■ STATED PROBLEM
Shift every coordinate in the answers by adding 145 to each x and y value. Then write out all the lines of the records below again, requests included, and leave the pictures out.
## start
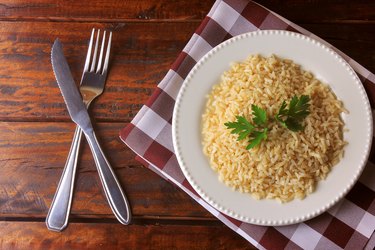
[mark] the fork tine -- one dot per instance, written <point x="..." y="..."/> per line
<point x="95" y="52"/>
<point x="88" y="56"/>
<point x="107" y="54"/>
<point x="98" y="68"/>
## end
■ TASK RESULT
[mark] the fork tine -- one dot per instance, written <point x="..." y="..."/> per line
<point x="240" y="197"/>
<point x="233" y="201"/>
<point x="252" y="199"/>
<point x="243" y="213"/>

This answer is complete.